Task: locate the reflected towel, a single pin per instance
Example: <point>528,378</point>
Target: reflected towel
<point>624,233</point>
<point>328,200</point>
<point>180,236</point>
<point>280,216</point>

### Challenge
Rewrite the data above with "towel" swapped for "washcloth" wherever it appears, keeping everything else the same.

### The result
Task: locate the reflected washcloth, a single pin per instance
Example: <point>528,378</point>
Target: reflected washcloth
<point>624,233</point>
<point>328,200</point>
<point>180,236</point>
<point>280,216</point>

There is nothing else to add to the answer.